■ TEXT FOR ANALYSIS:
::::

Civilians wearing military uniforms take part in a military training organized by Ukrainian soldiers of The Third Separate Assault Brigade in Kyiv, on November 23, 2024, amid the Russian invasion of Ukraine. (Photo by Tetiana DZHAFAROVA / AFP)
Civilians wearing military uniforms take part in a military training organized by Ukrainian soldiers of The Third Separate Assault Brigade in Kyiv, on November 23, 2024, amid the Russian invasion of Ukraine. (Photo by Tetiana DZHAFAROVA / AFP)

A Russian drone attack on Kyiv wounded three people, two of whom were hospitalised, officials in the Ukrainian capital said on Wednesday.
Falling debris from a destroyed drone damaged a non-residential building in Kyiv's Dniprovskyi district, mayor Vitali Klitschko said on his Telegram messaging channel, Reuters reported.
Serhiy Popko, head of Kyiv's military administration, said that air defence units were operating in the city after midnight on Wednesday.
The Ukrainian military said its air defences downed 36 of 89 Russian drones launched overnight. The military said it had lost track of 48 drones, and another five had left the territory of Ukraine for Russia and Belarus.
The strikes come after Russia launched a record number of drones targeting Ukraine on Tuesday, cutting power to much of the western region of Ternopil and damaging residential buildings in the Kyiv region.

::::

■ TASK INSTRUCTIONS: Name every person mentioned by name in the text about the drone attack on Kyiv.

::::

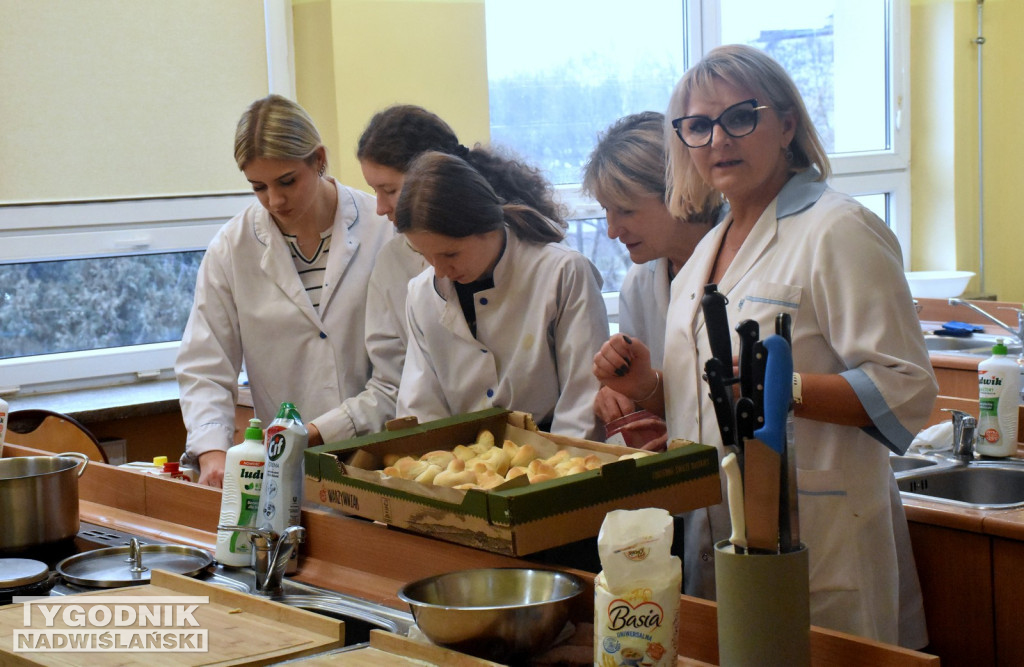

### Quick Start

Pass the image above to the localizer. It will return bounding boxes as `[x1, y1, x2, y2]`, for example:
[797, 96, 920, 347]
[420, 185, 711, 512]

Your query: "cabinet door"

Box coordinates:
[910, 523, 991, 667]
[992, 538, 1024, 665]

::::

■ EXPECTED ANSWER: Tetiana DZHAFAROVA, Vitali Klitschko, Serhiy Popko